_Written task_: Copy each line exactly.

_Input records_:
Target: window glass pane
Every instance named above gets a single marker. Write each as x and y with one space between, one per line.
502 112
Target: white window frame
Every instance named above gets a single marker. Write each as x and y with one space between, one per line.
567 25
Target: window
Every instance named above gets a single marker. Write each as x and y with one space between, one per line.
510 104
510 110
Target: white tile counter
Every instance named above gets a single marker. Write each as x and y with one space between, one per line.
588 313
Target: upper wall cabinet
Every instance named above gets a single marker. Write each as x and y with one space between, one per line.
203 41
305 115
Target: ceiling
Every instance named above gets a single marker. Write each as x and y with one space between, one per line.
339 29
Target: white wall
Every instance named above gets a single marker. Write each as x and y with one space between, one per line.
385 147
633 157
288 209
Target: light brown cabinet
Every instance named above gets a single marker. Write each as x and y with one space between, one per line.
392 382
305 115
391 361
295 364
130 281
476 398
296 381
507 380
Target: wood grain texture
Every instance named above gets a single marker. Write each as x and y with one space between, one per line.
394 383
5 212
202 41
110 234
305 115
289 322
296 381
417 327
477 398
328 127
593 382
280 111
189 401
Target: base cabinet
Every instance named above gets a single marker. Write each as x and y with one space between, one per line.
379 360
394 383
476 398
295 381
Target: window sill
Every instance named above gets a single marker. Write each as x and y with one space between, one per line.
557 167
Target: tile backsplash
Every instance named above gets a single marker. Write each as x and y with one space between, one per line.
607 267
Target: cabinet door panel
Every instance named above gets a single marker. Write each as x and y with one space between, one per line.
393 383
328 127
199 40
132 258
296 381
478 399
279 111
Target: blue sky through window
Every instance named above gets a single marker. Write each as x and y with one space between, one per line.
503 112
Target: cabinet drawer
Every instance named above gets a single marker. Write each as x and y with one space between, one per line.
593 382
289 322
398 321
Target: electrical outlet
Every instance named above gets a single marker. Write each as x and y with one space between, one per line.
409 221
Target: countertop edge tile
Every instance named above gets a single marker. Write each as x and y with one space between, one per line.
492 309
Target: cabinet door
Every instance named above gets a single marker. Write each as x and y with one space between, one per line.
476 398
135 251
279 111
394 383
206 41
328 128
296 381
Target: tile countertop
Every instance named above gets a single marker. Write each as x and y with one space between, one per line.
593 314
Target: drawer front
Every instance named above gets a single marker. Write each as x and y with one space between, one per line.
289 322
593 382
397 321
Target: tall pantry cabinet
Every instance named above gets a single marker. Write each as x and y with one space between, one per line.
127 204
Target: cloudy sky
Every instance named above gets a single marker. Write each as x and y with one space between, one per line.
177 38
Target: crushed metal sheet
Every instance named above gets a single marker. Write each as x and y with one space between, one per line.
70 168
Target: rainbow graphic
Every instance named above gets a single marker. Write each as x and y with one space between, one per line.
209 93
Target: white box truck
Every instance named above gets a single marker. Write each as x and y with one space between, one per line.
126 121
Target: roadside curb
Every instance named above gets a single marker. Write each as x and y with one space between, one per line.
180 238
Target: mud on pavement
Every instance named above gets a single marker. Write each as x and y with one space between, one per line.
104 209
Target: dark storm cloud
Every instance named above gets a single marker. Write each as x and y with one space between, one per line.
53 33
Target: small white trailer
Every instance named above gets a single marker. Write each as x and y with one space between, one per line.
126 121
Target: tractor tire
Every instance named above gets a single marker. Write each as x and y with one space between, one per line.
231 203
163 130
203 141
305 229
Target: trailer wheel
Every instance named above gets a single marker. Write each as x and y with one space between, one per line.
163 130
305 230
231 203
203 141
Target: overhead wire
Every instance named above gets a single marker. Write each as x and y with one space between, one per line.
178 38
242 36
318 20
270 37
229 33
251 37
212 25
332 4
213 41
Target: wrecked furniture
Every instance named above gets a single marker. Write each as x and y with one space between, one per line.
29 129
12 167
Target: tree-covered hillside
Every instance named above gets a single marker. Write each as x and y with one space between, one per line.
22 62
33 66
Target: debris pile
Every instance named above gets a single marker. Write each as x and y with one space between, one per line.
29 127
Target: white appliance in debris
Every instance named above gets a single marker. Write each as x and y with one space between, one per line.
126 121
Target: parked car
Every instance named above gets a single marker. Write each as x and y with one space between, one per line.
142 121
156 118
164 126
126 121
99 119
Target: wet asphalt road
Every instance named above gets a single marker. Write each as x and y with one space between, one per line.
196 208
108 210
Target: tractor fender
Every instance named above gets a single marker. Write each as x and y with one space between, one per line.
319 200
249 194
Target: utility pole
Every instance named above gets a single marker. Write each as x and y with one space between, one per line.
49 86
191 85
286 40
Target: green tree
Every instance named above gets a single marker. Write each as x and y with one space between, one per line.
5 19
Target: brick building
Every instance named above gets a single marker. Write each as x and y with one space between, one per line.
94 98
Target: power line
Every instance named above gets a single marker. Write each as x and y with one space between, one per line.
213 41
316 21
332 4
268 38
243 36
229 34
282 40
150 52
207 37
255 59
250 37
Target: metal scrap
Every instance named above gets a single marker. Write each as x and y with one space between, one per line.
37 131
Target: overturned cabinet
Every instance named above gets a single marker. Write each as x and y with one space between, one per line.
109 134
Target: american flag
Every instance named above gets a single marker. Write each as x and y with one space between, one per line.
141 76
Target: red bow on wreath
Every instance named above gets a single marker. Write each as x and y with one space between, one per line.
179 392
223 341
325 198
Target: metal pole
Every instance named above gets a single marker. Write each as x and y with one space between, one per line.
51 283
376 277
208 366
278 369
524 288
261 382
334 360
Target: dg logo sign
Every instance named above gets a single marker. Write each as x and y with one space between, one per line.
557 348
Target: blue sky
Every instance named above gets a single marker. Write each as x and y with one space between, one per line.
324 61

_The result_:
Target: window glass pane
Every instance named above gets a single marker. Write each as x and y with one space between, one per line.
502 112
Target: white window frame
Every instance named above gets a single marker. Write each as x and y with one space between, one per line.
567 25
Target: window
Every instance named above gets a single marker. Write each as x and y with one space between, one per line.
510 104
510 110
Target: white tile counter
Every instance named above gets a single marker. Write each as x and y with one space between, one per line.
588 313
Target: upper wall cabinet
Every instance named above gets a single marker. Write each as x and y with one space between, one per line.
203 41
305 115
Target: ceiling
Every instance named above gets a single marker. Write each as x and y with one space between, one per line.
339 29
Target: white wall
Every instance named above gets a single marker. Write each as x and y with one space between, one per line.
385 147
633 157
288 209
Target: light brown cabinet
Every instance named above gets a single marker. Write each as x and y with one space between, one per line.
392 382
305 115
391 361
295 364
130 281
476 398
296 381
507 380
Target: wood grain texture
Every instance named above gets a single marker. Write each as x and y with one space between, one per line.
394 383
5 212
202 41
110 234
305 115
289 322
296 381
417 327
477 398
328 127
593 382
280 111
189 401
Target: base cabinet
Every instance named above gets a single marker. Write each as x and y with one space between, one per line.
379 360
394 383
476 398
295 381
Target: window sill
Every instance named above gets a single marker. Write each as x and y with one space between, one per line.
557 167
Target: tile backsplash
Every instance named above gets a single marker. Write each as x and y with one space between, one per line.
607 267
Target: cabinet door panel
Every instance named above gets a single marker. Write each as x and y with one space between, one per line.
393 383
328 127
199 40
132 258
296 381
478 399
279 111
Target: blue sky through window
Every instance named above gets a single marker. Write each as x and y with one space between, one per line.
503 112
Target: cabinet drawer
Every instance named above gets a single marker. Write each as x and y with one space between, one per line.
593 382
289 322
398 321
Target: electrical outlet
Every instance named above gets a single marker. Write each as x and y with one space between, one per line.
409 221
Target: countertop edge tile
Every instance named above gets a single marker. Write each as x and y with one space between, one per line.
492 309
Target: cabinet door
Every instance named above gets a single marker. Write each as x and y with one space between, one per line.
476 398
135 251
279 111
394 383
206 41
328 128
296 381
Target: tile countertop
Every instance named above gets a single marker. Write each as x and y with one space between, one per line.
593 314
Target: drawer front
Every instance named above gets a single marker. Write each as x and y with one space between, one per line.
289 322
593 382
397 321
Target: tall pantry cabinet
Every instance named above gets a single marker. Write each as x and y with one space between, one per line.
127 204
Target: cloudy sky
Every instance named above gets a single marker. Write each as x and y with one space between, one per line.
177 38
Target: crushed metal sheet
Every instance named above gets a single marker. Write each as x and y with one space between, one per line.
70 168
Target: rainbow graphic
Every instance named above gets a single marker. Write each as x and y with one space between, one per line.
209 93
Target: white box truck
Every instance named above gets a single marker. Write each as x and y with one space between, one per line.
126 121
Target: roadside curb
Every instance named above gets a single marker. Write each as x and y with one space between, one per line.
180 238
Target: mud on pavement
Every instance named above gets a single marker. Write each as x and y with one space between, one per line.
104 209
Target: dark storm cloud
Every instance named above gets a single marker. Write each as x and y with one space between, one per line.
53 33
Target: small white trailer
Every instance named above gets a single marker. Write each as x and y with one space between, one per line.
126 121
Target: tractor tire
Every instance named above gets a single marker. Write each as x and y with one space between, one per line.
231 203
163 130
203 141
305 229
Target: trailer wheel
Every instance named above gets a single marker. Write each as x and y with one space between, one per line.
163 130
305 230
231 203
203 141
Target: overhead wire
Every instance named above gets a single marker. Write each as x and y with one space between, one per line.
178 38
242 36
318 20
270 37
229 33
251 37
212 25
332 4
213 41
Target: wrecked furniture
Every instance named above gets a single marker. Write each as x and y with one space between, one per line.
29 129
12 167
Target: tree-covered hillside
Every instance named above gets a single marker. Write each as x and y with one space between, one per line.
22 62
33 66
Target: debris pile
Every instance named above gets a single marker. Write each as x and y with one space between, one per line.
29 127
Target: white appliance in debris
Every instance named above gets a single marker. Write each as x and y with one space between, one per line.
126 121
Target: parked car
Every instance named above gets a single marker. Write each as x and y with one space between, one per line.
142 121
156 118
164 126
126 121
99 119
Target: wet asphalt road
Every instance named above gets a single marker. Write each as x and y with one space between, one per line.
196 208
108 210
Target: tractor fender
Every instance named above gets a single marker. Write each as x and y with one space between, one per line.
319 200
249 194
Target: utility pole
Every instance named above gets a single marker. Write each as x and y with one space between, one per line.
49 86
191 85
286 40
Target: green tree
Every instance named above gets a single marker. Write each as x and y with one space between, one per line.
5 19
Target: brick building
Every instance named above gets a single marker. Write each as x and y with one space between, one per line.
94 98
Target: power line
Every instance named above gets a single marker. Write each as x and y with one space between, one per line.
213 41
316 21
332 4
268 38
243 36
229 34
282 40
150 52
207 37
255 59
250 37
Target: metal scrap
Every instance named above gets a single marker. Write each as x and y with one space between, one per line.
37 131
Target: overturned cabinet
Every instance named above gets a single marker. Write each as x and y with one space between, one per line.
109 134
Target: american flag
Every instance named above gets a single marker. Write each as x and y with one space between, one per line.
141 76
Target: red bow on wreath
Every instance named above gets a single marker. Write each as x and y with one space between, one per line.
179 392
223 341
325 198
Target: metal pole
Every instance named above gets a single marker. Write each as x and y with one space between, one per line.
51 283
376 277
208 366
278 369
524 288
261 382
334 360
Target: dg logo sign
Every instance named above gets a single marker. Write each as x and y with one space between, one per line.
557 348
Target: blue sky
Every instance named above gets a single marker. Write each as x and y with one space between, one per line.
324 61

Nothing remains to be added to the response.